## [ACTIVITY]
In the copy, include exactly the lines from the one with "Query: green parsley leaf" through the end of the data and no others, both ends kept, with every picture left out.

## [DATA]
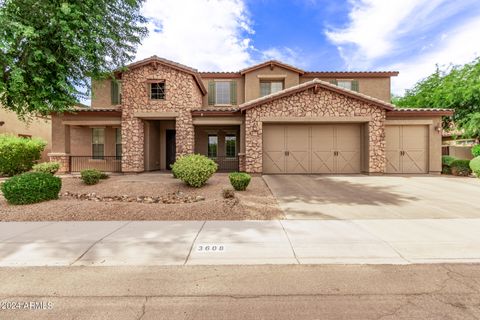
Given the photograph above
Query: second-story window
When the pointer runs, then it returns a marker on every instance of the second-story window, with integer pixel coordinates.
(157, 90)
(269, 87)
(116, 92)
(222, 92)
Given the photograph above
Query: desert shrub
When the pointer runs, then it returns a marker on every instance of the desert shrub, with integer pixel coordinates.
(18, 154)
(31, 187)
(239, 180)
(194, 169)
(476, 150)
(446, 162)
(475, 166)
(461, 167)
(228, 193)
(47, 167)
(91, 176)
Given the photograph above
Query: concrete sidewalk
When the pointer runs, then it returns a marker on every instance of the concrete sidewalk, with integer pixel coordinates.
(149, 243)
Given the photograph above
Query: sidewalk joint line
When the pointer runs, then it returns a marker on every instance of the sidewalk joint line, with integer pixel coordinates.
(193, 243)
(289, 241)
(97, 241)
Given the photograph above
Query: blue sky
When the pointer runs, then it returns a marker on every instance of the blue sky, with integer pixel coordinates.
(410, 36)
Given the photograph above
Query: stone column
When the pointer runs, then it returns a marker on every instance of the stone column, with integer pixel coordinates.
(60, 143)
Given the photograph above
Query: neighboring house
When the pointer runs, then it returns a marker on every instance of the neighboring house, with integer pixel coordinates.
(270, 118)
(37, 127)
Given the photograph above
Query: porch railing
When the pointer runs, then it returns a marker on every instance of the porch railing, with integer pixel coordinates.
(226, 164)
(106, 163)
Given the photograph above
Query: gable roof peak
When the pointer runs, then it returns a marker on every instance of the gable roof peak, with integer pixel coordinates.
(272, 63)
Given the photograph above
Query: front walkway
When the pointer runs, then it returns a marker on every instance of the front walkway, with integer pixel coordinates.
(239, 242)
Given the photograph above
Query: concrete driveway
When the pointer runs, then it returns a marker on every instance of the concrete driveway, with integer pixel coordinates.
(375, 197)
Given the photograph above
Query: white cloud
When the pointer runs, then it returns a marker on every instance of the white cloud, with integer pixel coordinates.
(378, 28)
(458, 46)
(204, 34)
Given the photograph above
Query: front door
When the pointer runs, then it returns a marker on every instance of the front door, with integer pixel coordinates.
(171, 146)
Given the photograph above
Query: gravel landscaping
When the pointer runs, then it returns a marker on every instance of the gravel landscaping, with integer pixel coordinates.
(149, 196)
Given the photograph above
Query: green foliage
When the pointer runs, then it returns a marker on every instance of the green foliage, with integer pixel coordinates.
(49, 50)
(476, 150)
(456, 87)
(461, 167)
(31, 187)
(475, 166)
(18, 155)
(47, 167)
(194, 169)
(447, 160)
(92, 176)
(239, 180)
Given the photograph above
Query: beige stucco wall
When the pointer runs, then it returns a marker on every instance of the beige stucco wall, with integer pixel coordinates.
(434, 140)
(307, 104)
(374, 87)
(253, 78)
(38, 127)
(182, 95)
(240, 88)
(101, 94)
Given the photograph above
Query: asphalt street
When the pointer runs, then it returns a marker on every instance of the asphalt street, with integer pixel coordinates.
(427, 291)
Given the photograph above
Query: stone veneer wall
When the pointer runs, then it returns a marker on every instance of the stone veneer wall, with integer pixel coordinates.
(308, 104)
(182, 95)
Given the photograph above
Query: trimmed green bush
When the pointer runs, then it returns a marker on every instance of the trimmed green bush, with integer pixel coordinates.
(18, 154)
(194, 169)
(91, 176)
(475, 166)
(476, 150)
(446, 162)
(47, 167)
(31, 187)
(239, 180)
(461, 168)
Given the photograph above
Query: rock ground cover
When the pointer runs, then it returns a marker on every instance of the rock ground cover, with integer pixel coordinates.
(149, 196)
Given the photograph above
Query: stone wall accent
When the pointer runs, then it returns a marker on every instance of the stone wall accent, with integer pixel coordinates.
(182, 95)
(322, 104)
(63, 159)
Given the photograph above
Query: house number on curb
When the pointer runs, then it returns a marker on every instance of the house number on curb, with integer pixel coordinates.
(211, 248)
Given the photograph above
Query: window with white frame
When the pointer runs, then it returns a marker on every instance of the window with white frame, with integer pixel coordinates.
(269, 87)
(98, 143)
(118, 143)
(222, 92)
(157, 90)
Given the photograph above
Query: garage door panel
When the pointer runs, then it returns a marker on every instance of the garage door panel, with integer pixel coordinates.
(273, 149)
(323, 162)
(348, 162)
(297, 146)
(407, 149)
(319, 148)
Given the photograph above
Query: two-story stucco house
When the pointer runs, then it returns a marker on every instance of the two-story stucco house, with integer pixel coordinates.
(269, 118)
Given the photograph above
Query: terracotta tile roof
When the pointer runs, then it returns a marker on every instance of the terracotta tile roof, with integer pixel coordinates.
(422, 111)
(172, 64)
(355, 74)
(311, 84)
(218, 108)
(272, 63)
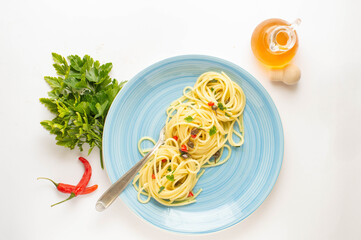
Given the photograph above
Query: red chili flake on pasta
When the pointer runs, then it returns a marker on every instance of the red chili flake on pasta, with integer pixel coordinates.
(184, 148)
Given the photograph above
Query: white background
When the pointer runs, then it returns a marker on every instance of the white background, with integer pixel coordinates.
(318, 192)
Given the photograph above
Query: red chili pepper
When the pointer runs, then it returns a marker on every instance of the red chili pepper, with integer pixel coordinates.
(80, 187)
(67, 188)
(184, 148)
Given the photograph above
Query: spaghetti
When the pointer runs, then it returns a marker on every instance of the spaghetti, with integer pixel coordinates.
(197, 128)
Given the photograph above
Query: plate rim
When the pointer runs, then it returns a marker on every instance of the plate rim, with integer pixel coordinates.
(254, 81)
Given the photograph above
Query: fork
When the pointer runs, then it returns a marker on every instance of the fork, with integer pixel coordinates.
(117, 188)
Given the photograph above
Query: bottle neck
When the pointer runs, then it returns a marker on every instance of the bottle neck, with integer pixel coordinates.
(282, 38)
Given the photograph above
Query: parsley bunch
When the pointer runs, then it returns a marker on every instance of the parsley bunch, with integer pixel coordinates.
(80, 98)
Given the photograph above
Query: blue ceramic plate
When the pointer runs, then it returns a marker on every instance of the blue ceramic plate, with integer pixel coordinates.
(231, 191)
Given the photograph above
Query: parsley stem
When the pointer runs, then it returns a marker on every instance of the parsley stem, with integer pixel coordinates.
(101, 158)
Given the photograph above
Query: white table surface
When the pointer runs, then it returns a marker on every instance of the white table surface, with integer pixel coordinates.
(317, 194)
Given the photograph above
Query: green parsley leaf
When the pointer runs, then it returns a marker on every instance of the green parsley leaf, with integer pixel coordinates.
(221, 107)
(80, 98)
(161, 189)
(212, 131)
(189, 119)
(170, 177)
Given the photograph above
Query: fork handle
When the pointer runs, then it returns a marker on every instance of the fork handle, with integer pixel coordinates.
(118, 187)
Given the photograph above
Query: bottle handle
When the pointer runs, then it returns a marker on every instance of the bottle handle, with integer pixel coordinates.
(277, 48)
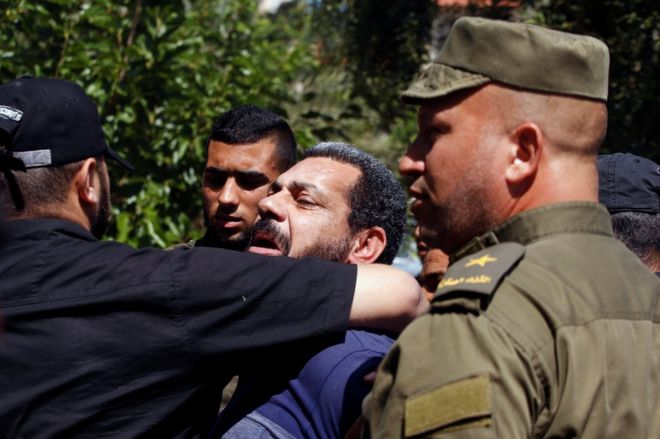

## [WRITTEN ANSWER]
Query: green parsley leaf
When the pointer runs, then it returns a marker on every instance of the green parsley leaf, with integer pixel coordinates.
(221, 107)
(80, 98)
(161, 189)
(212, 131)
(189, 119)
(170, 177)
Given the photograph above
Query: fork handle
When the pointer runs, then it returns a marker on every instance of the fork handle, with integer pixel coordinates.
(118, 187)
Given the photograph above
Query: bottle handle
When the pointer runs, then it returns a marker on every instance of the bottle handle, with integer pixel coordinates.
(277, 48)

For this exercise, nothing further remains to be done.